**Problem statement:** In the copy, keep every record exact and leave out all images.

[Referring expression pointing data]
*** Block opens ***
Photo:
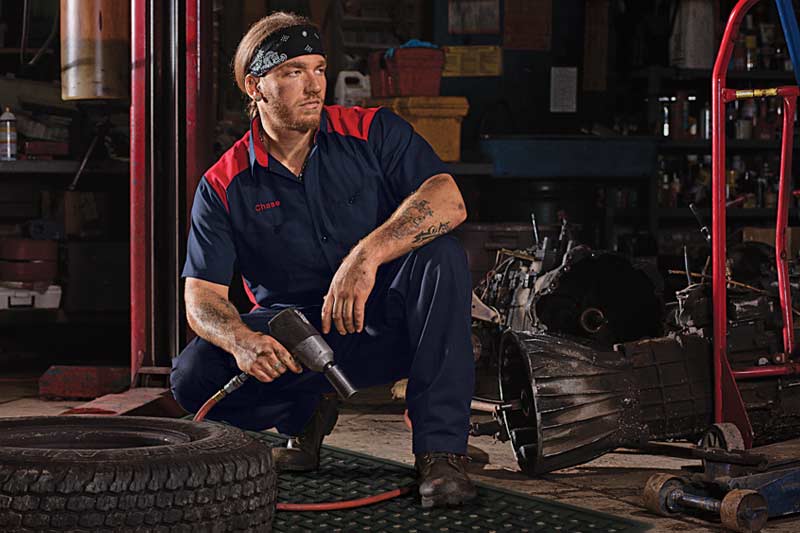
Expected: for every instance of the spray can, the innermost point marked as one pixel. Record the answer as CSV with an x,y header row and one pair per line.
x,y
8,136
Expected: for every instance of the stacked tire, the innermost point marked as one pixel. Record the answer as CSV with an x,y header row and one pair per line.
x,y
84,473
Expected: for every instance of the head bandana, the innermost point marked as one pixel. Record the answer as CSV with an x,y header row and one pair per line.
x,y
283,45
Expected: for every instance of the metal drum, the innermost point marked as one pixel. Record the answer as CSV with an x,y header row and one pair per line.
x,y
95,49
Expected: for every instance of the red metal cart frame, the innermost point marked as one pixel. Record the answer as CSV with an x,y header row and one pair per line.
x,y
728,405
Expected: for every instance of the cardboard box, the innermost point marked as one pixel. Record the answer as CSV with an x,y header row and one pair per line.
x,y
767,235
436,118
82,213
469,61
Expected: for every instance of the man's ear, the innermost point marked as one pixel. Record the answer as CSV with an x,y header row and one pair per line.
x,y
251,85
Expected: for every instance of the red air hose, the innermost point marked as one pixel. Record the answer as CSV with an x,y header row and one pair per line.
x,y
237,382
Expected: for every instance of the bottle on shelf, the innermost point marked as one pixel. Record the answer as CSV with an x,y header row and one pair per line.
x,y
8,136
705,121
750,43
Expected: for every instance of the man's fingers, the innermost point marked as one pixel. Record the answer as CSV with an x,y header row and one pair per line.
x,y
337,316
347,316
259,374
286,358
327,307
358,313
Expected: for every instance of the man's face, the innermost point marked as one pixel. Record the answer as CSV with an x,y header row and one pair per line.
x,y
294,92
*** Block closes ***
**Exercise response:**
Photo:
Expected: for every instance of the spray can, the innermost point marked as one pixel. Record the answer as CSV with an x,y header row and one pair per line.
x,y
8,136
Expected: for every instance of the stacked tire, the innermost point marked as one pixel. Record the answer as CSV with an x,y header row and one pair per line.
x,y
84,473
Expected: for every instance of the head bandana, the innermost point marked as one pixel. Record the answer as CSV with an x,y header row and one pair per line.
x,y
283,45
Expected: for every instance of the metal drum, the innermost point marked as one pixel. Record the answer as CSV with an x,y header row and one pair per line.
x,y
95,49
Expected: for every instance of the red metal cart frame, the innermost point marked as one pixel. Record the answer as CSV with an x,y header row and one pair per line.
x,y
728,405
Expected: for every instance of the cardboard box, the innermost point marked as one pixel. Record the answer as CSV with an x,y header row and one pair per line.
x,y
767,235
436,118
82,213
469,61
Expected: for every instance of the man's ear, the innermost point marked as one pixel. Record the answer as CSV with an x,y header row and one pair per line.
x,y
251,85
Expected: for every instance of the red air hose, the innermost point marked as one pixel. Record the answer as CSV with an x,y header row and one pair per line.
x,y
237,382
Expected: for every instance of the bottle on shelf, the innermost point marked as one pixel. Record the answer as CSV with an x,y header row and one pair per line.
x,y
8,136
705,121
750,43
Expected: for every instance of the man's fingers, the innermost point marked as one pixel. Record the answer as CSV with an x,y header row and one pair per line.
x,y
337,316
347,316
259,374
286,358
327,307
358,313
Expected: for every instance of the man's face, the innermost point marked as one pixel. Record the answer as CSV with an x,y header row and one pair per line.
x,y
294,92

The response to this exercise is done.